WHAT IS EXPECTED —
Below are entries. Reproduce exactly the lines between the line holding "# mark one dot per instance, written like column 609, row" and the line holding "# mark one dot per instance, written like column 461, row", inclusive, and only those.

RECORDS SHOWN —

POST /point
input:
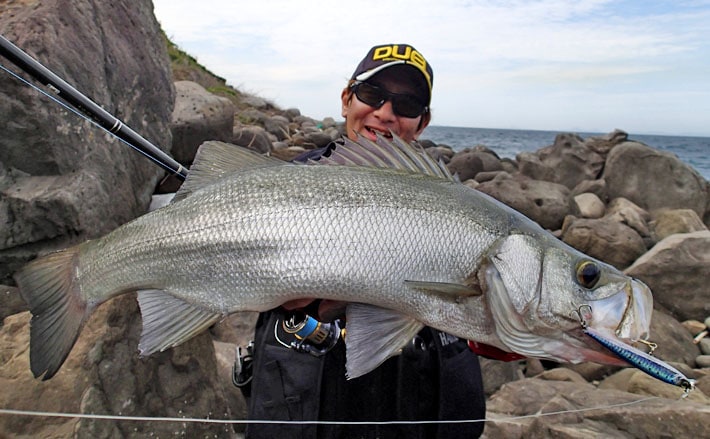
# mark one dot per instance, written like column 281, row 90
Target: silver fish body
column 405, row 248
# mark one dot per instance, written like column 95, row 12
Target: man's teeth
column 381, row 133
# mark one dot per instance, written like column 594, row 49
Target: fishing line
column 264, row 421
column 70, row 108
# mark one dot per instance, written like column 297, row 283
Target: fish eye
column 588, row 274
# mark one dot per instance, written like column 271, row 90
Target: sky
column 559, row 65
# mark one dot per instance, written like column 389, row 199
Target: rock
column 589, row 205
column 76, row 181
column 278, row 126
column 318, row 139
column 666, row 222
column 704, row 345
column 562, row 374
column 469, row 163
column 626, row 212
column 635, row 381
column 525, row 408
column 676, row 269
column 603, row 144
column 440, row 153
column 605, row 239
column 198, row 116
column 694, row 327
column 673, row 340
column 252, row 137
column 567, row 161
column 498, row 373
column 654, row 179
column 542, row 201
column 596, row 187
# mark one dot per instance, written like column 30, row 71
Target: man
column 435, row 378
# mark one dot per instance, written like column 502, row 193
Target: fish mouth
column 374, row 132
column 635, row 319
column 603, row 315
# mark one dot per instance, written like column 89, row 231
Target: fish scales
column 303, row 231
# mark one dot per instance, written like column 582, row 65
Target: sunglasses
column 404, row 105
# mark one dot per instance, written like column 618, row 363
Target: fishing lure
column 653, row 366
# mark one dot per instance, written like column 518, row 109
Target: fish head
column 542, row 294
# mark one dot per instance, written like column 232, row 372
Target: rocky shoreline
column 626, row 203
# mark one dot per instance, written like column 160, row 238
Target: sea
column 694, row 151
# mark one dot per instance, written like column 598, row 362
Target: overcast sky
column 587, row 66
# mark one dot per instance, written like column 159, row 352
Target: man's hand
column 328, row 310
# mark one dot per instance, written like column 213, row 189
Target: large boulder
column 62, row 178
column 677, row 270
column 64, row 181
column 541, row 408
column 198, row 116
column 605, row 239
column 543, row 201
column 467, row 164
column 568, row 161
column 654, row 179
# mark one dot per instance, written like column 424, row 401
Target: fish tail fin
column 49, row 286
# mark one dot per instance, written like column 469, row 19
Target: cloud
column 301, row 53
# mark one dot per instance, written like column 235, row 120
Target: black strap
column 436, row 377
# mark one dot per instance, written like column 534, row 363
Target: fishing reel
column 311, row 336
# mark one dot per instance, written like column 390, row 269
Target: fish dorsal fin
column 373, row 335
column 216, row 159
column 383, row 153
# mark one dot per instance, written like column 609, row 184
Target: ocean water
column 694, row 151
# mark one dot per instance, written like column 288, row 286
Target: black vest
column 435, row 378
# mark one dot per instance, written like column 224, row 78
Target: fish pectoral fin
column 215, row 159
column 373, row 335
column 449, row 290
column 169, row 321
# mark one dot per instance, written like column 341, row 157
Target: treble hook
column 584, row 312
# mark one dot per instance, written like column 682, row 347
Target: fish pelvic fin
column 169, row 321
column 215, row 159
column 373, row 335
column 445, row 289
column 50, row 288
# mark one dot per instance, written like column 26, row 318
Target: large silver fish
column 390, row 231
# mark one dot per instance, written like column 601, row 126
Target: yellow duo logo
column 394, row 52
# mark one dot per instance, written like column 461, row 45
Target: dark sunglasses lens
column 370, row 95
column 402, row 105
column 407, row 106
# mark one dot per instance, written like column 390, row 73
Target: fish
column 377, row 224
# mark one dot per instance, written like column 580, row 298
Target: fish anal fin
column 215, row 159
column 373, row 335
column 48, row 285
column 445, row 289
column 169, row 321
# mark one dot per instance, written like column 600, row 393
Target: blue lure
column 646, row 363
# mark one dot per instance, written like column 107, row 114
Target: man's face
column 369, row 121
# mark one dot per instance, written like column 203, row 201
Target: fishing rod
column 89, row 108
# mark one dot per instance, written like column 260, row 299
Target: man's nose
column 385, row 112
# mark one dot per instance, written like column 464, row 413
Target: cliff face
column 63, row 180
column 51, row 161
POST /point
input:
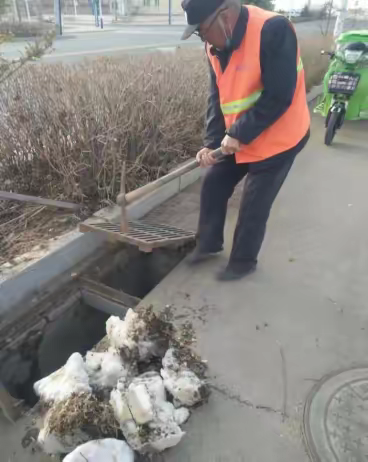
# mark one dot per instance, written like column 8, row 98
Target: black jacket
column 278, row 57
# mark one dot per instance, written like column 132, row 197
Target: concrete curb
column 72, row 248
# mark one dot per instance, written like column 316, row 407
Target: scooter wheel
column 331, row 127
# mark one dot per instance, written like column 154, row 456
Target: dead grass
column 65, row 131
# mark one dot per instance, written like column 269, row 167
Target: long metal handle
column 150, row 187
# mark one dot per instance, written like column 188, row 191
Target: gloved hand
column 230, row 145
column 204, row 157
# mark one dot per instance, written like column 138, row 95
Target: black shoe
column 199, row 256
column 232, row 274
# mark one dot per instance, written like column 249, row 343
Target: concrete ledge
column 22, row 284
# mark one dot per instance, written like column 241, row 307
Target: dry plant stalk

SOLUTION —
# mark one dot per instance, written like column 609, row 184
Target: ocean water
column 694, row 151
# mark one dot per instance, written like column 288, row 286
Target: black vest
column 435, row 378
# mark one dot per instance, written like column 224, row 78
Target: fish pectoral fin
column 215, row 159
column 373, row 335
column 449, row 290
column 169, row 321
# mark one dot per instance, written like column 341, row 157
Target: treble hook
column 584, row 312
# mark one dot per instance, written like column 682, row 347
Target: fish pelvic fin
column 169, row 321
column 215, row 159
column 373, row 335
column 445, row 289
column 50, row 288
# mark one dot per instance, written like column 26, row 318
Target: large silver fish
column 390, row 231
# mark one dot per instance, written like column 601, row 126
Target: yellow duo logo
column 394, row 52
# mark one dot per instance, written like column 461, row 45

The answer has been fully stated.